Задание 1:
Переведите на английский язык предложение из текста для чтения: «Особое внимание Белый уделяет сцене, казалось бы не имеющей прямого отношения к проблеме лжи.»
Задание 2:
Измените все строки, заменив в них «Kindly» на «Please»; всё остальное оставьте как есть.

Текст для чтения:
◇ ◇ ◇ ◇

Особое внимание Белый уделяет сцене, казалось бы не имеющей прямого отношения к проблеме лжи. Это эпизод с нарядами Анны Андреевны. Гоголь дает лишь краткую ремарку о том, что она четыре раза меняет платье (Гоголь, 1951, 10); Мейерхольд делает из этого самостоятельную картину, в которой Анна Андреевна переодевается пятнадцать раз на глазах у зрителей, и пока она занимается этим, по сцене перед ней проходит толпа воображаемых поклонников. С точки зрения Белого, эротические фантазии Анны Андреевны – такая же фикция, как и ложь Хлестакова; Белый размывает границу между тем и другим, поэтизируя ложь в духе Ницше, называвшего искусство возвышенной формой лжи[407].

◇ ◇ ◇ ◇

Строки:
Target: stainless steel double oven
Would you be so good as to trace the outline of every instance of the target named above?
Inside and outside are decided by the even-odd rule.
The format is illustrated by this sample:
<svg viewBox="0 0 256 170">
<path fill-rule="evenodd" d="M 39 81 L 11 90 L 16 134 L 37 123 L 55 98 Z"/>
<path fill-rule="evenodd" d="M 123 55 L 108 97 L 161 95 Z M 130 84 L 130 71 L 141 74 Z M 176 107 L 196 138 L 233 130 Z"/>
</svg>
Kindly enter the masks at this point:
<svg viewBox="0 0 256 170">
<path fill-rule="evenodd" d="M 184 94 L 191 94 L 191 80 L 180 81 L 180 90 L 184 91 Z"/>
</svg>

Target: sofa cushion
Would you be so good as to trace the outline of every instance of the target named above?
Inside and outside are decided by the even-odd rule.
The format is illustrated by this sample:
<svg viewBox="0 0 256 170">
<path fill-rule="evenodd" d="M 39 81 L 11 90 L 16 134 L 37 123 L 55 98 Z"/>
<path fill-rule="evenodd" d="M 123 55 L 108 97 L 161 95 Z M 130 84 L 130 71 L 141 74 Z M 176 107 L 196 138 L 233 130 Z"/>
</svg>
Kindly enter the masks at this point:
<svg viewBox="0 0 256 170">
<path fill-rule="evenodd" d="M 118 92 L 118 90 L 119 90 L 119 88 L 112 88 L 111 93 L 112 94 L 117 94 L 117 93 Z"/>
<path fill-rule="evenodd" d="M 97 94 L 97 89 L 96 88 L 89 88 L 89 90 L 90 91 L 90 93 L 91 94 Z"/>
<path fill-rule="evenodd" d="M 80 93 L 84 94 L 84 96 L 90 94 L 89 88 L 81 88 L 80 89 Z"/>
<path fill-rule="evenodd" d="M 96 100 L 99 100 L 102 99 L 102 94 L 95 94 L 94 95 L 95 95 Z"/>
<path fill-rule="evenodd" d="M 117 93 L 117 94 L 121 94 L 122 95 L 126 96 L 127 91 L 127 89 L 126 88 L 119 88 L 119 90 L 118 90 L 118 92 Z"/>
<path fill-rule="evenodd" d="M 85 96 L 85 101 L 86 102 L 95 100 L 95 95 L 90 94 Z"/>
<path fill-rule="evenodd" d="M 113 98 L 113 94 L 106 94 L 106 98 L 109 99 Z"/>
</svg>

◇ ◇ ◇ ◇

Результат 1:
Bely pays particular attention to a scene that would seem to have no direct bearing on the problem of lying.

Результат 2:
Target: stainless steel double oven
Would you be so good as to trace the outline of every instance of the target named above?
Inside and outside are decided by the even-odd rule.
The format is illustrated by this sample:
<svg viewBox="0 0 256 170">
<path fill-rule="evenodd" d="M 39 81 L 11 90 L 16 134 L 37 123 L 55 98 Z"/>
<path fill-rule="evenodd" d="M 123 55 L 108 97 L 161 95 Z M 130 84 L 130 71 L 141 74 Z M 176 107 L 196 138 L 233 130 Z"/>
</svg>
Please enter the masks at this point:
<svg viewBox="0 0 256 170">
<path fill-rule="evenodd" d="M 184 94 L 191 94 L 191 80 L 180 81 L 180 90 L 184 91 Z"/>
</svg>

Target: sofa cushion
Would you be so good as to trace the outline of every instance of the target named above?
Inside and outside are decided by the even-odd rule.
The format is illustrated by this sample:
<svg viewBox="0 0 256 170">
<path fill-rule="evenodd" d="M 39 81 L 11 90 L 16 134 L 37 123 L 55 98 Z"/>
<path fill-rule="evenodd" d="M 123 55 L 108 97 L 161 95 Z M 130 84 L 130 71 L 141 74 Z M 176 107 L 196 138 L 233 130 Z"/>
</svg>
Please enter the masks at this point:
<svg viewBox="0 0 256 170">
<path fill-rule="evenodd" d="M 118 92 L 118 90 L 119 90 L 119 88 L 112 88 L 111 93 L 112 94 L 117 94 L 117 93 Z"/>
<path fill-rule="evenodd" d="M 97 94 L 97 89 L 96 88 L 89 88 L 89 90 L 90 91 L 90 93 L 91 94 Z"/>
<path fill-rule="evenodd" d="M 80 93 L 84 94 L 84 96 L 90 94 L 89 88 L 81 88 L 80 89 Z"/>
<path fill-rule="evenodd" d="M 96 100 L 99 100 L 102 99 L 102 94 L 95 94 L 94 95 L 95 95 Z"/>
<path fill-rule="evenodd" d="M 117 93 L 117 94 L 121 94 L 122 95 L 126 96 L 127 91 L 127 89 L 126 88 L 119 88 L 119 90 L 118 90 L 118 92 Z"/>
<path fill-rule="evenodd" d="M 85 96 L 85 101 L 86 102 L 95 100 L 95 95 L 90 94 Z"/>
<path fill-rule="evenodd" d="M 113 98 L 113 94 L 106 94 L 106 98 L 109 99 Z"/>
</svg>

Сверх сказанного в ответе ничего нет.